** ESTRATTO DA LEGGERE **
────

1)      Arrivederci Tristezza:  un pianoforte lieve e un intenso testo vive nella eterna lotta tra ragione ed intelletto che  sfocia nel finale  in una liberatoria  vittoria del sentimento in una apoteosi di archi e vibrofono.

2)      Mambo Reazionario: ha il giusto ritmo e le atmosfere alla Rino Gaetano, testo pungente contro il conformismo di chi alla lotta, agli ideali oggi cedono alla famiglia come nido tranquillo e alla  voglia di benessere “ colui che si piega alle leggi del mercato e compra il divano cammellato, accostando Che Guevara a Pinochet che ballano felici sulle basi di Beyoncè”

3)      Kurt Cobain: lo spunto è la breve vita del cantante dei Nirvana: una profonda riflessione su come la popolarità  spinga a vivere una vita di eccessi e come questa spesso diventa frustrazione in soggetti deboli che non sopportano di interpretare il ruolo del mito.

4)      Le quattro volte : sono il susseguirsi delle stagioni della vita che si ripetono sempre uguali tanto da produrre forti frustrazioni ma Brunori concede una via d’uscita: “si può nascere un’altra volta e poi rinascere ancora un’altra volta, se ti va”.

────

** ESERCIZI DA SVOLGERE **
**1)** Stabilisci se ciascuna affermazione concorda con l'estratto sulle canzoni. Rispondi sì o no e cita le parole decisive dell'estratto.
(a) Arrivederci Tristezza si chiude con una vittoria del sentimento.
(b) Mambo Reazionario ha atmosfere alla Beyoncè.
(c) In Le quattro volte Brunori non lascia alcuna via d'uscita.
**2)** Ricopia la parte dell'estratto sulle canzoni compresa tra "2)      Mambo Reazionario: ha" e "ruolo del mito.", estremi inclusi.

** DATI REGISTRATI **

────

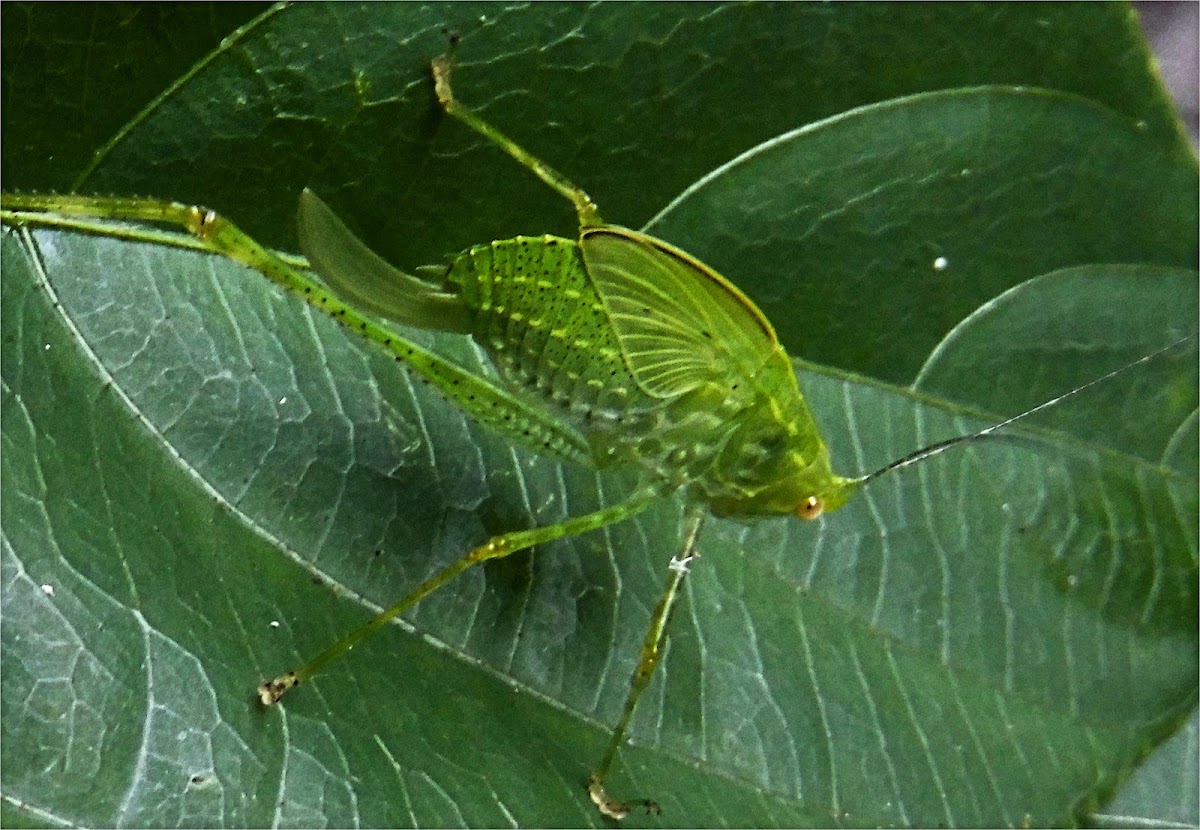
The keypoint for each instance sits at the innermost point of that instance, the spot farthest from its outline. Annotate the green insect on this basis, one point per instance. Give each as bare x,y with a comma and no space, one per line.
615,349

────

** SOLUZIONI DEGLI ESERCIZI **
**1)**
(a) Sì: "vittoria del sentimento in una apoteosi di archi e vibrofono".
(b) No: "ha il giusto ritmo e le atmosfere alla Rino Gaetano".
(c) No: "ma Brunori concede una via d’uscita".

**2)**
2)      Mambo Reazionario: ha il giusto ritmo e le atmosfere alla Rino Gaetano, testo pungente contro il conformismo di chi alla lotta, agli ideali oggi cedono alla famiglia come nido tranquillo e alla  voglia di benessere “ colui che si piega alle leggi del mercato e compra il divano cammellato, accostando Che Guevara a Pinochet che ballano felici sulle basi di Beyoncè”

3)      Kurt Cobain: lo spunto è la breve vita del cantante dei Nirvana: una profonda riflessione su come la popolarità  spinga a vivere una vita di eccessi e come questa spesso diventa frustrazione in soggetti deboli che non sopportano di interpretare il ruolo del mito.